Goal of the exercise: Transcribe the listing below only from the line with "Consider the photo above. For every instance of the hat, which" up to and including the line with "Consider the photo above. For every instance of the road".

*** Opening Records shown ***

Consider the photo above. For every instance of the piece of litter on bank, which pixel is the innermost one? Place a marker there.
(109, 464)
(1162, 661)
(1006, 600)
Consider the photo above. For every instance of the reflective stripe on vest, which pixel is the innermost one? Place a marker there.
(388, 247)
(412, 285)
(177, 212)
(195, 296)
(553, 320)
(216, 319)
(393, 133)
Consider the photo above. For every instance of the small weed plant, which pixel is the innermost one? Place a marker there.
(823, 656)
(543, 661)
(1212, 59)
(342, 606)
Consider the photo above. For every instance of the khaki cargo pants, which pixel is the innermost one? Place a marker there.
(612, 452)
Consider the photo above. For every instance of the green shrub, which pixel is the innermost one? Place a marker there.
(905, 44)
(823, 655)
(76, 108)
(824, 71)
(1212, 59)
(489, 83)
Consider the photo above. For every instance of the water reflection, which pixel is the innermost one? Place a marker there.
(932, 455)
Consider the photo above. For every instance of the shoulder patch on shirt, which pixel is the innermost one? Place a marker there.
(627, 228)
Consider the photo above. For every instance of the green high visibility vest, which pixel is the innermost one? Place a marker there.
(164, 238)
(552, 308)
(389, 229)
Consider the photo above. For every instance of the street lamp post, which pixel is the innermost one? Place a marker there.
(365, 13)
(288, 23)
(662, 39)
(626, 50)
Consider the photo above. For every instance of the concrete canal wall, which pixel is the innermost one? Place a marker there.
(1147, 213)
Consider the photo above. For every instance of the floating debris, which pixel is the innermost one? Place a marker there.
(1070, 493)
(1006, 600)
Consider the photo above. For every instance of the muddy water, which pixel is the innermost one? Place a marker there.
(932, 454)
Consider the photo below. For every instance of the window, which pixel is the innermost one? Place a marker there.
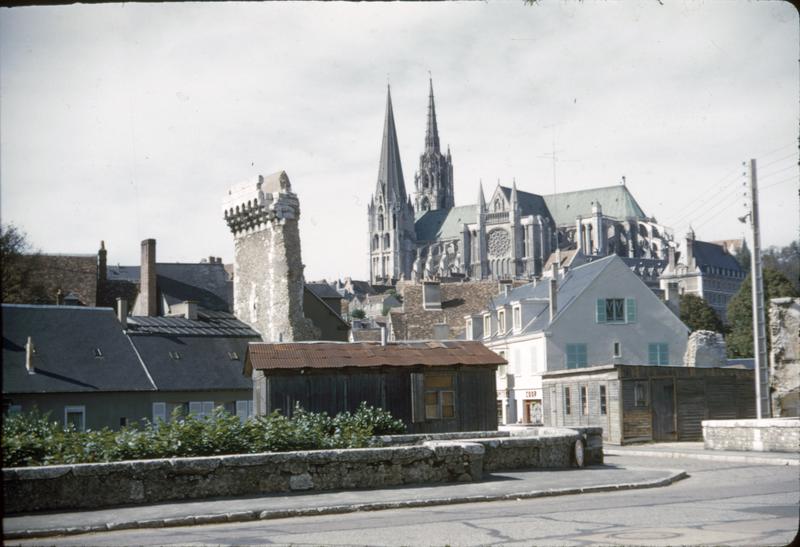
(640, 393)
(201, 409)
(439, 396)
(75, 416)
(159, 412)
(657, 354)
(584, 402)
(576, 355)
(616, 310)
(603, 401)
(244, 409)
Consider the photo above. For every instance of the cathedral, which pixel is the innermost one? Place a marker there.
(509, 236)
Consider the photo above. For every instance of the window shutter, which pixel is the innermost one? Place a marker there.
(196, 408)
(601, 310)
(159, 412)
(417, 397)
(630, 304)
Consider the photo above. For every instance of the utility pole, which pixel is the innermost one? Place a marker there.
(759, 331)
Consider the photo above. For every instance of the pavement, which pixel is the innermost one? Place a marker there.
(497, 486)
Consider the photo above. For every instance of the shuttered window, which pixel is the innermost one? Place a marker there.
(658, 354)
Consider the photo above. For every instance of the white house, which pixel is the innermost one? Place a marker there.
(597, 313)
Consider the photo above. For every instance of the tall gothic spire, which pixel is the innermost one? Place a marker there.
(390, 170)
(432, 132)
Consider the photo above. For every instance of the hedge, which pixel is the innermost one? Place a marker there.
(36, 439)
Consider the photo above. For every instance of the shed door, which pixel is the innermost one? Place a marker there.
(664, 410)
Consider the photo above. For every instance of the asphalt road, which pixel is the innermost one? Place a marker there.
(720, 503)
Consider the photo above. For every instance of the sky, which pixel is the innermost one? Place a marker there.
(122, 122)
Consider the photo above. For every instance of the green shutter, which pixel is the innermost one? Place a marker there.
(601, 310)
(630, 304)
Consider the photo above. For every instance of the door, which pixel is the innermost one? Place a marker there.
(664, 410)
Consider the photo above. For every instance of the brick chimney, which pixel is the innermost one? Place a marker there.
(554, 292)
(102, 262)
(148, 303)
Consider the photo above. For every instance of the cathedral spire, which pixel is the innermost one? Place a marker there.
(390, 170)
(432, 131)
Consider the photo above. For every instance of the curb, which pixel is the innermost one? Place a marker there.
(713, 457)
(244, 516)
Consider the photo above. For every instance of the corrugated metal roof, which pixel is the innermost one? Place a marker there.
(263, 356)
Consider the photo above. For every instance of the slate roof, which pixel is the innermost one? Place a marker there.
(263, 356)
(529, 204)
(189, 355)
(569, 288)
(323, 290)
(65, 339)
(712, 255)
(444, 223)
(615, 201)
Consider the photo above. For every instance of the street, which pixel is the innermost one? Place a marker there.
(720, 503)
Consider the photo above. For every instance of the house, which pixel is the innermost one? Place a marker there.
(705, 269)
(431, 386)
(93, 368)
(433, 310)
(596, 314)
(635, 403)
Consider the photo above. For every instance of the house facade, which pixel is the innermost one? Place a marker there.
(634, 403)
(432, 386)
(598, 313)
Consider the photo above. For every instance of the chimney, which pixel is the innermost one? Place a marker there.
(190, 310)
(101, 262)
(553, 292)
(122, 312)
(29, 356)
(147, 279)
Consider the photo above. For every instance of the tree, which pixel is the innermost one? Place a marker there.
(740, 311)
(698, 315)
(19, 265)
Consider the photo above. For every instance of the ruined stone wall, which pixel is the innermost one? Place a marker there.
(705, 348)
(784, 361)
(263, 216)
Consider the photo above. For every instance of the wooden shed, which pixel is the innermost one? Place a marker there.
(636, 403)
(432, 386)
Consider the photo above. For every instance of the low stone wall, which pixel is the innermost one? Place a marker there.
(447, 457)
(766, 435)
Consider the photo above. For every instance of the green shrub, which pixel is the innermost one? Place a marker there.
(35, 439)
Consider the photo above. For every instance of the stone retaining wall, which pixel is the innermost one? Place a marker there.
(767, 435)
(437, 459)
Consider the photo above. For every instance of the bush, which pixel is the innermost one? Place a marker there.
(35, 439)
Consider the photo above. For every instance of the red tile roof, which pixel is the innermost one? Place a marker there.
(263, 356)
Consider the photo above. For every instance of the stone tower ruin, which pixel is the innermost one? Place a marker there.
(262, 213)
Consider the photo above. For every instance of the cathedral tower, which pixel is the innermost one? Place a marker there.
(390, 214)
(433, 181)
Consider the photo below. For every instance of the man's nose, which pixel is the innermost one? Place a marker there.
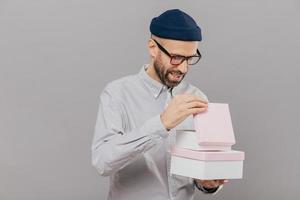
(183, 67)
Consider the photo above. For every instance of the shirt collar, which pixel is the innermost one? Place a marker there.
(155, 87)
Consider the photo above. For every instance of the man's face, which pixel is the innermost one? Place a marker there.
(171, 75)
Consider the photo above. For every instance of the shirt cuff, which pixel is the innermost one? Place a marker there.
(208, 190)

*** Closing Records shown ***
*** Opening Records shown ***

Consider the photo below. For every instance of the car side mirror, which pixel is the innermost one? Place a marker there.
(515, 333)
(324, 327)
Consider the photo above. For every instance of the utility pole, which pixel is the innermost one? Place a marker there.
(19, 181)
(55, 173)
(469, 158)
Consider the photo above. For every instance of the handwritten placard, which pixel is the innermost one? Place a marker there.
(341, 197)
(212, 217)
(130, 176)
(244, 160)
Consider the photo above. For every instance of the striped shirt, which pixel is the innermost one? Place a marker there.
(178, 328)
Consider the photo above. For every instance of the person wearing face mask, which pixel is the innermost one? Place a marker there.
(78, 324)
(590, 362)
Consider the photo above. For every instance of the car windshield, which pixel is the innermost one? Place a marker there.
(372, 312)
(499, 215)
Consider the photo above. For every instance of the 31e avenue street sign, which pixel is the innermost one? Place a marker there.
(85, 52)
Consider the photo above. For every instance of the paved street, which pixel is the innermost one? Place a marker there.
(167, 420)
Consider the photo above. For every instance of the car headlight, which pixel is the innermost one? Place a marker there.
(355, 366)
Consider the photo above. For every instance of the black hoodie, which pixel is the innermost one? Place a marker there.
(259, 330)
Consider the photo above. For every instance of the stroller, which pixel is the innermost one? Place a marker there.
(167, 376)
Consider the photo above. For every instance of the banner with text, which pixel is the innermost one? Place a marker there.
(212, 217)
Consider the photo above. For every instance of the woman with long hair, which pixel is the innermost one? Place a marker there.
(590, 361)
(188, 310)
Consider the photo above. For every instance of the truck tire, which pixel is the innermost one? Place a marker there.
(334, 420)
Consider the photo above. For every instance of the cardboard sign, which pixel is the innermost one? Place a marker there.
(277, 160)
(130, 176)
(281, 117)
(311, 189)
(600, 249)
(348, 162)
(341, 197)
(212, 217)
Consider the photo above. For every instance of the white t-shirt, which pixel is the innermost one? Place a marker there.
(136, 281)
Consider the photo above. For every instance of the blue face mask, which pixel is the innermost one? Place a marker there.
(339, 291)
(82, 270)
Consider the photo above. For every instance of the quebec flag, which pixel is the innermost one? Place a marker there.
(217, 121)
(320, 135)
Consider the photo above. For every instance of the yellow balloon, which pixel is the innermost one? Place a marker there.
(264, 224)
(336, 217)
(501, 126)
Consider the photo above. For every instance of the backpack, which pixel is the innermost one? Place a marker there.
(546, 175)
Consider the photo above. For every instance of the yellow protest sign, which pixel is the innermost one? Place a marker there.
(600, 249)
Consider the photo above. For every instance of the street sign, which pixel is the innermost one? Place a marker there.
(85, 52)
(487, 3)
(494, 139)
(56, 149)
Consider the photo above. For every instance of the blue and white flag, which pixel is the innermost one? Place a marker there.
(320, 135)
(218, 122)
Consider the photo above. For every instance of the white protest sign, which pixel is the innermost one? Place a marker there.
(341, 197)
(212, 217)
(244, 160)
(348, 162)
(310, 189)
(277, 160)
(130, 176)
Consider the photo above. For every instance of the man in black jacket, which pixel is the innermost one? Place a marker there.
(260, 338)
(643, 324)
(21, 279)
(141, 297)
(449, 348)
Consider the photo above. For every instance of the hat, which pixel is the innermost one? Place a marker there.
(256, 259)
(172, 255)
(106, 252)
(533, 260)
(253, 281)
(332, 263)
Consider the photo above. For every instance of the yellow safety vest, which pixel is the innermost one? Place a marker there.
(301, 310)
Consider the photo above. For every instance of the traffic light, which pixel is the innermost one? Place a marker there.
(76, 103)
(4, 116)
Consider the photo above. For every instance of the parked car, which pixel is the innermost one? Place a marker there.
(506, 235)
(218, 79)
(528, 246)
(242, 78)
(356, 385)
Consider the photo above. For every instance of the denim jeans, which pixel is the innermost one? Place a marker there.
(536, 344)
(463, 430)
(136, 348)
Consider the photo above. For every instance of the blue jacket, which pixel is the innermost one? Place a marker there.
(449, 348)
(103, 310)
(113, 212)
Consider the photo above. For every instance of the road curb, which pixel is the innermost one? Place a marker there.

*** Closing Records shown ***
*** Opening Records shown ***

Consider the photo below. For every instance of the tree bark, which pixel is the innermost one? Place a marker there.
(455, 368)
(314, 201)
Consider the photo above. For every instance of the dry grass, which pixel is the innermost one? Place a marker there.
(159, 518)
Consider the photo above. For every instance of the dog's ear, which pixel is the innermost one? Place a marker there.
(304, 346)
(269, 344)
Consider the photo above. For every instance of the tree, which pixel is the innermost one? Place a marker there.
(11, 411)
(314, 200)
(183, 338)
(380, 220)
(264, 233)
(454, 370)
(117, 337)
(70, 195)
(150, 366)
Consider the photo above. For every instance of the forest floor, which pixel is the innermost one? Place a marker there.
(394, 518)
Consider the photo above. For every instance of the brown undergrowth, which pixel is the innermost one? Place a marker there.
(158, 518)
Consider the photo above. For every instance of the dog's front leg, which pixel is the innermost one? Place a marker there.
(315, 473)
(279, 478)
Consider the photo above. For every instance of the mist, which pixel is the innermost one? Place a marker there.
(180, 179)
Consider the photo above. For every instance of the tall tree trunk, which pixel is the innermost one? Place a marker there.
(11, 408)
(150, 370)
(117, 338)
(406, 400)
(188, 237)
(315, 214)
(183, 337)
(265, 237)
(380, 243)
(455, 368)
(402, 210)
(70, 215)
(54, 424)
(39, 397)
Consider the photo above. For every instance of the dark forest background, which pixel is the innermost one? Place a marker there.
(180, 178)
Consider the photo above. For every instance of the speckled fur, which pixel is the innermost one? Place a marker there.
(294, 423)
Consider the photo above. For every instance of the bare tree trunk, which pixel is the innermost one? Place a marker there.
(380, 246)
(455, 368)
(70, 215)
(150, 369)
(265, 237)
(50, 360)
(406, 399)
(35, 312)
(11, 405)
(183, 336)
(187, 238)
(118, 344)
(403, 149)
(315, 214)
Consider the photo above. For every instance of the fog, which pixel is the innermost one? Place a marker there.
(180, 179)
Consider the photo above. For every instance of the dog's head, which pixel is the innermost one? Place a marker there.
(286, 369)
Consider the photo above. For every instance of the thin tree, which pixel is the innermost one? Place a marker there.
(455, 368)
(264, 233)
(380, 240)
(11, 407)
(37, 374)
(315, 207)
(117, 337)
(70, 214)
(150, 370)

*** Closing Records shown ***

Answer:
Consider the photo above. For every instance of the hat, which pixel is the innermost one? Place a marker there.
(256, 259)
(172, 255)
(106, 252)
(533, 260)
(253, 281)
(332, 263)
Consider the photo above. For every instance of the yellow safety vest, which pixel is the innermost one? Place a marker there.
(301, 310)
Consider the photo above. For every instance of the traffic light, which pixel is the innermost one? Place a marker there.
(76, 103)
(4, 116)
Consider the photo above. For every instance of the parked car, which pixel is the innermost one? Place a marker there.
(506, 235)
(218, 79)
(528, 246)
(242, 78)
(356, 385)
Consider the photo above. For every instance of the denim jeans, which pixel is the innermost one? Place a marker there.
(536, 344)
(463, 430)
(136, 348)
Consider the photo above. For every instance of the blue jacket, which pixel is the innermost one? Place a marker there.
(449, 348)
(103, 310)
(113, 212)
Consider the photo above. For every instance of the road curb, which pixel is the innermost one? Place a marker there.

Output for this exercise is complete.